─── RECORD SET

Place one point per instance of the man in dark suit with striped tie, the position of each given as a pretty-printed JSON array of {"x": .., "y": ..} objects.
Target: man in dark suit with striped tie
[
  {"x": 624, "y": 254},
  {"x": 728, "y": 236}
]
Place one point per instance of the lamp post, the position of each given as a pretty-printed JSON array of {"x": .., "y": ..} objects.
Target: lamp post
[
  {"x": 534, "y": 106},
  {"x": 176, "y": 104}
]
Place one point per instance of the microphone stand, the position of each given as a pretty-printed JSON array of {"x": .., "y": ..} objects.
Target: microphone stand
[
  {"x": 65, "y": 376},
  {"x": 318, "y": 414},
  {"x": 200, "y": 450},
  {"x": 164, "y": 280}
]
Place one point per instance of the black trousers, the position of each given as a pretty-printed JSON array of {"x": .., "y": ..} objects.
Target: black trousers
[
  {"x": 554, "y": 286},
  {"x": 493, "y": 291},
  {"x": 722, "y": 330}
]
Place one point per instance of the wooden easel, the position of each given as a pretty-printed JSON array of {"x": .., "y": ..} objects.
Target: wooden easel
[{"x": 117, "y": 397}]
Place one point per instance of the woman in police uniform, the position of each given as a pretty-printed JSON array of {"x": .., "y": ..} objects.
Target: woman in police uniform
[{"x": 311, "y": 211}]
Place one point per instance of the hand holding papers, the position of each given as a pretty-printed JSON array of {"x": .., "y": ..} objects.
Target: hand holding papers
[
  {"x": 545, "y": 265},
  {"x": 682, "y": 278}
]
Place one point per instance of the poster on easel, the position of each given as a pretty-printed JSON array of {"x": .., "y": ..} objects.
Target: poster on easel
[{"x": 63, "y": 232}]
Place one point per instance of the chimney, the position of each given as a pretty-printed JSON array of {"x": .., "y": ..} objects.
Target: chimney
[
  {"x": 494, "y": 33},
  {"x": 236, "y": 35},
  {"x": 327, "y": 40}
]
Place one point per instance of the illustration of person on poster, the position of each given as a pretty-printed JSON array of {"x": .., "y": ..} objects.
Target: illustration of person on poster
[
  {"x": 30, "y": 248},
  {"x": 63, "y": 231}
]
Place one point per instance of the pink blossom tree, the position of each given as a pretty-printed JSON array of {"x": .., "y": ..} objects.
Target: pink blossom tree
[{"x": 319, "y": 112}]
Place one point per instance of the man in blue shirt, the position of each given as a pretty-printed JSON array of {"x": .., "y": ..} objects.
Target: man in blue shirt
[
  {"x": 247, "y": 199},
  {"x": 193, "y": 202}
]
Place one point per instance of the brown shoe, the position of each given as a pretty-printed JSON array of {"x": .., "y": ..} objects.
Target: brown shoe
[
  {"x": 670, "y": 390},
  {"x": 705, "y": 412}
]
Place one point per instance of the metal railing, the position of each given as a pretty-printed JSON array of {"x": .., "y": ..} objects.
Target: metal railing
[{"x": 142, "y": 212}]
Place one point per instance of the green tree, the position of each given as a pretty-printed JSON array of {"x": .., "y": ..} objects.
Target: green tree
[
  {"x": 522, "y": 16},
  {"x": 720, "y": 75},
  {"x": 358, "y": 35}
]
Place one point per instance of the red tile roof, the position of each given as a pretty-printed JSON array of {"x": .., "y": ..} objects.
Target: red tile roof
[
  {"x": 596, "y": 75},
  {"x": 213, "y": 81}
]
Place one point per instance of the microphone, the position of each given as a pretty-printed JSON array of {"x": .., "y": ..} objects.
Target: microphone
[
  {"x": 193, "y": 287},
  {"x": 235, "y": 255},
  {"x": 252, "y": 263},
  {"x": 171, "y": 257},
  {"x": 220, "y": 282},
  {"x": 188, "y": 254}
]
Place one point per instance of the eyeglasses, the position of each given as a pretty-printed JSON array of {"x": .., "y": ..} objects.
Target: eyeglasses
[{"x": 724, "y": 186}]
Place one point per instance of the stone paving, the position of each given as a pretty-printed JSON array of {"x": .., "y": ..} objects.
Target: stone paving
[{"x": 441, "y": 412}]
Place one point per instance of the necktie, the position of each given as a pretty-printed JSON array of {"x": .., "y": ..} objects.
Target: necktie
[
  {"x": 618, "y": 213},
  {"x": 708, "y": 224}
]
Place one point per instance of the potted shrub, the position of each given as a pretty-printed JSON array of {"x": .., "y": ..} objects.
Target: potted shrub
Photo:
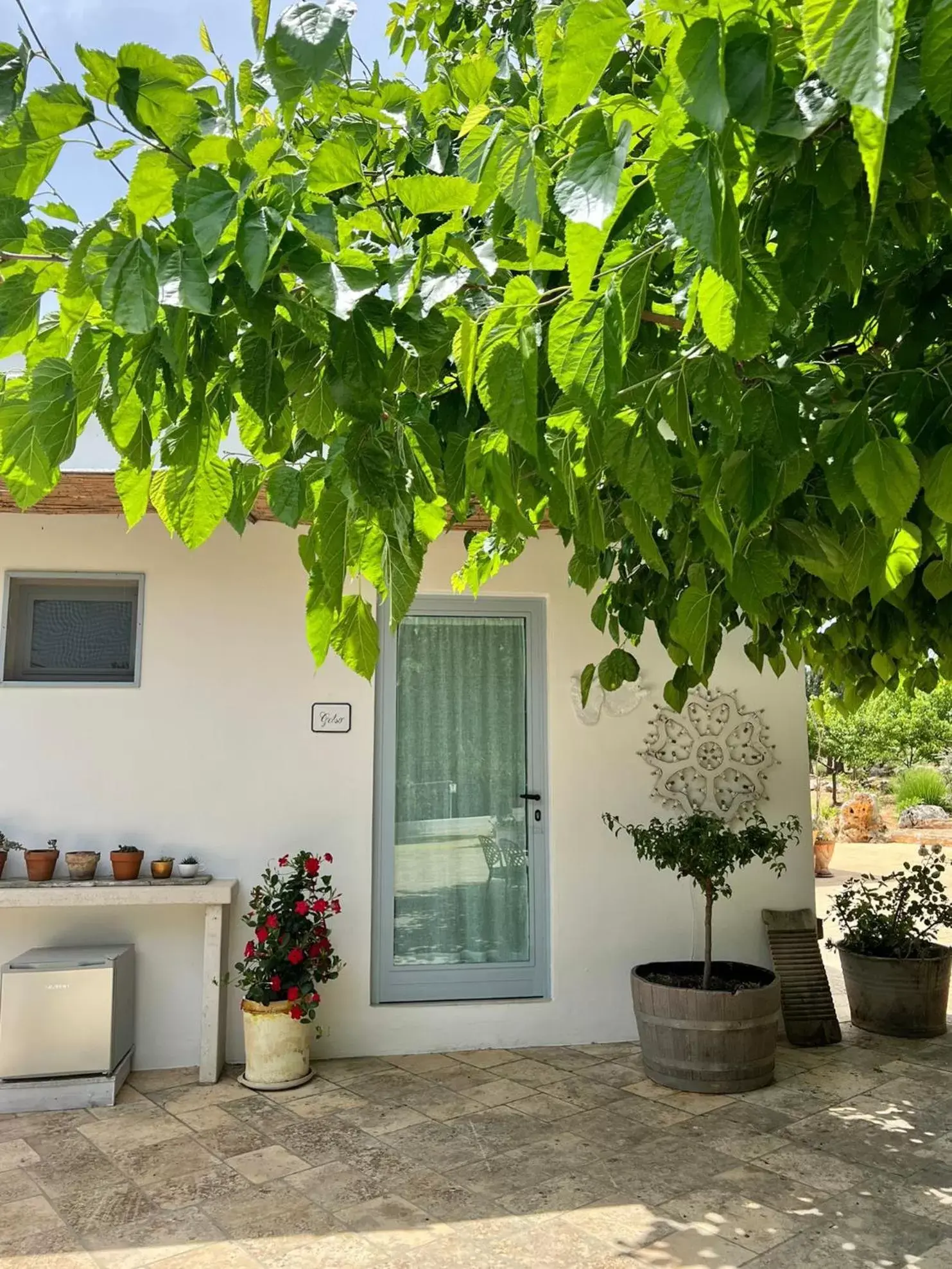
[
  {"x": 283, "y": 965},
  {"x": 707, "y": 1026},
  {"x": 896, "y": 972},
  {"x": 6, "y": 844},
  {"x": 126, "y": 862},
  {"x": 41, "y": 863},
  {"x": 83, "y": 865}
]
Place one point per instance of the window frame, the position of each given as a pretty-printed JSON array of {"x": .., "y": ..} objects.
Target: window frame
[
  {"x": 14, "y": 626},
  {"x": 478, "y": 983}
]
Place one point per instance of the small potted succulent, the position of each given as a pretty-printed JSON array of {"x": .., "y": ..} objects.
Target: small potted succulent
[
  {"x": 707, "y": 1026},
  {"x": 896, "y": 975},
  {"x": 283, "y": 965},
  {"x": 83, "y": 865},
  {"x": 6, "y": 844},
  {"x": 126, "y": 862},
  {"x": 41, "y": 863}
]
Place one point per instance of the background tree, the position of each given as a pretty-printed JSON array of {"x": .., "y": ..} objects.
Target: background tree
[{"x": 671, "y": 282}]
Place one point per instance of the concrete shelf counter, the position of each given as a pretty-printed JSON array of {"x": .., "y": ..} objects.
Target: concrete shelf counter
[{"x": 211, "y": 892}]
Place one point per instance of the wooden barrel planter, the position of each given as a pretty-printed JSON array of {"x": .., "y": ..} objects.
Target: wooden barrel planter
[
  {"x": 707, "y": 1041},
  {"x": 892, "y": 996}
]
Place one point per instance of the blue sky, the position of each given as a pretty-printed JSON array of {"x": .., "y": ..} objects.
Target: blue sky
[{"x": 170, "y": 26}]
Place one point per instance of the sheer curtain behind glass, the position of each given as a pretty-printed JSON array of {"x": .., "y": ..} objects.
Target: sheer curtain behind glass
[{"x": 461, "y": 863}]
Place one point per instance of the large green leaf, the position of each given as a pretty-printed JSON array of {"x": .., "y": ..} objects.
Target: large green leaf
[
  {"x": 937, "y": 487},
  {"x": 306, "y": 41},
  {"x": 506, "y": 365},
  {"x": 258, "y": 236},
  {"x": 937, "y": 58},
  {"x": 580, "y": 53},
  {"x": 57, "y": 110},
  {"x": 588, "y": 188},
  {"x": 354, "y": 636},
  {"x": 889, "y": 476},
  {"x": 132, "y": 488},
  {"x": 131, "y": 288},
  {"x": 701, "y": 62},
  {"x": 696, "y": 623},
  {"x": 183, "y": 278},
  {"x": 209, "y": 202},
  {"x": 424, "y": 194},
  {"x": 856, "y": 49},
  {"x": 192, "y": 501},
  {"x": 153, "y": 182},
  {"x": 692, "y": 188},
  {"x": 53, "y": 408}
]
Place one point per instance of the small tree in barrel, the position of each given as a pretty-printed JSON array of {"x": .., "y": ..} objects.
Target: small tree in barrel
[{"x": 707, "y": 850}]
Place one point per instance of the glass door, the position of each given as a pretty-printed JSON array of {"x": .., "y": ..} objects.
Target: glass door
[{"x": 461, "y": 804}]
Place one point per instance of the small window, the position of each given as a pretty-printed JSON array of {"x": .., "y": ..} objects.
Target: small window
[{"x": 73, "y": 630}]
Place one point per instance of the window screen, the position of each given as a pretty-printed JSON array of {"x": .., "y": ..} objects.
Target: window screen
[{"x": 71, "y": 630}]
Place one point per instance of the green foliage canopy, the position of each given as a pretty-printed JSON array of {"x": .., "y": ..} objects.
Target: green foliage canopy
[{"x": 671, "y": 281}]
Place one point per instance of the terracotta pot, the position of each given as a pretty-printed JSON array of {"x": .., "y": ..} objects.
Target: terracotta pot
[
  {"x": 277, "y": 1048},
  {"x": 83, "y": 865},
  {"x": 824, "y": 845},
  {"x": 41, "y": 865},
  {"x": 126, "y": 863}
]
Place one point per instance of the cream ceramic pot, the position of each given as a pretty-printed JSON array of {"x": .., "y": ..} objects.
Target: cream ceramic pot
[{"x": 277, "y": 1048}]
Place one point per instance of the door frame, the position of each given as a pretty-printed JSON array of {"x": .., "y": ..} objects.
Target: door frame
[{"x": 392, "y": 984}]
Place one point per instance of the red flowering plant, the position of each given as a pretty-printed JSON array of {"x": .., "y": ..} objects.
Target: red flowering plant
[{"x": 290, "y": 954}]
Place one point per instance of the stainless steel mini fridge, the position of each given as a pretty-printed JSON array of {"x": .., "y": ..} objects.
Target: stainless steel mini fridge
[{"x": 66, "y": 1012}]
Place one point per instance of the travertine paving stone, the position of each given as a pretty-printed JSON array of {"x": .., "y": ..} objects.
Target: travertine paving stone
[{"x": 499, "y": 1159}]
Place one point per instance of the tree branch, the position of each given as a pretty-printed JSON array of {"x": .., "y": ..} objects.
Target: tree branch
[{"x": 55, "y": 69}]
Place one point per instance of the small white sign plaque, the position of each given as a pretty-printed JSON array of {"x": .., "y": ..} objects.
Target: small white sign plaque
[{"x": 331, "y": 716}]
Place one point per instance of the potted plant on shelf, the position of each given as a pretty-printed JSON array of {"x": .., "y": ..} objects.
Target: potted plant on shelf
[
  {"x": 896, "y": 975},
  {"x": 6, "y": 844},
  {"x": 41, "y": 863},
  {"x": 126, "y": 862},
  {"x": 707, "y": 1026},
  {"x": 287, "y": 960},
  {"x": 83, "y": 865}
]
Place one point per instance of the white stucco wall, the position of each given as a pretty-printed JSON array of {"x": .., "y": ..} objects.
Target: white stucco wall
[{"x": 214, "y": 754}]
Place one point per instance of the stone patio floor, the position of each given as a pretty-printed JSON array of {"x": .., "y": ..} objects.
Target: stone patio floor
[{"x": 564, "y": 1158}]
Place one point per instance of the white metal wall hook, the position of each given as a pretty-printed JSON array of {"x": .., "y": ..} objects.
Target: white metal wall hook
[
  {"x": 617, "y": 704},
  {"x": 714, "y": 757}
]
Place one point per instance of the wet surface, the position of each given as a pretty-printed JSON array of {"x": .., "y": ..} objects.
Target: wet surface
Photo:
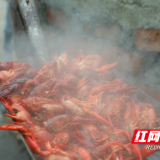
[{"x": 11, "y": 145}]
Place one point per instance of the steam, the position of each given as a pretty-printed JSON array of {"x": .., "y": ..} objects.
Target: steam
[{"x": 88, "y": 15}]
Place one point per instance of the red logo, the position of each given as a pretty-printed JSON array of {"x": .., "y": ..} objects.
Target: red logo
[{"x": 146, "y": 136}]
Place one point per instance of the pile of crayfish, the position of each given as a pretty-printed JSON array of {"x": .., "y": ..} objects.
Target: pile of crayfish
[{"x": 74, "y": 109}]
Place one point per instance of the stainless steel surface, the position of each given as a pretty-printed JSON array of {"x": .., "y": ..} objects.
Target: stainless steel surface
[{"x": 31, "y": 22}]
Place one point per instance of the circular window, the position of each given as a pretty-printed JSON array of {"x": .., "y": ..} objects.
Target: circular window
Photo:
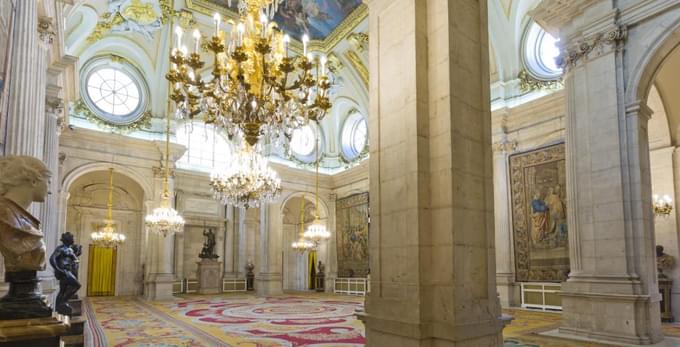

──────

[WRITTEN EXERCISE]
Copy out, word for word, the lines running from the one that contains "Place one point per instance of the white stucco" through the end of the items, with both ends included. Leave the pictures out of your answer.

[ANSWER BELOW]
Place one point per instance of the white stucco wall, the position of each given as a pretty-printed JSON array of {"x": .., "y": ..} objects.
Target: white stucco wall
[{"x": 214, "y": 754}]
Place one point per instance of the stone patio floor, the position of each given as a pretty-printed JSON array of {"x": .., "y": ..} objects.
Target: stone patio floor
[{"x": 564, "y": 1158}]
Place one point per instance of the white metal wall hook, the position of each given as a pretty-printed JSON array of {"x": .., "y": ..} objects.
Target: white metal wall hook
[
  {"x": 617, "y": 704},
  {"x": 714, "y": 757}
]
Place one point per instance of the wet surface, the position of each given as a pretty-printed JSON array of {"x": .., "y": ..} objects.
Target: wet surface
Photo:
[{"x": 11, "y": 145}]
Place one point per instance of the steam, the position of each given as a pretty-printed JSON array of {"x": .., "y": ..} objects.
Target: steam
[{"x": 88, "y": 15}]
Place one point per instance of the red logo, the position of each given as a pretty-printed JSON array of {"x": .., "y": ..} objects.
Target: red logo
[{"x": 146, "y": 136}]
Place one point per instance of the pile of crayfish, the position of each given as a pretty-printed JSON array of {"x": .., "y": ..} objects.
Target: pile of crayfish
[{"x": 74, "y": 109}]
Place one point per instance of the stainless steel surface, the position of each given as a pretty-printed JSON array of {"x": .., "y": ..} objects.
Target: stainless steel surface
[{"x": 31, "y": 22}]
Place one point per instance of the circular window, the position of each given as a pretty-printed JSON array of {"x": .., "y": ..} objects.
Target: circular window
Photo:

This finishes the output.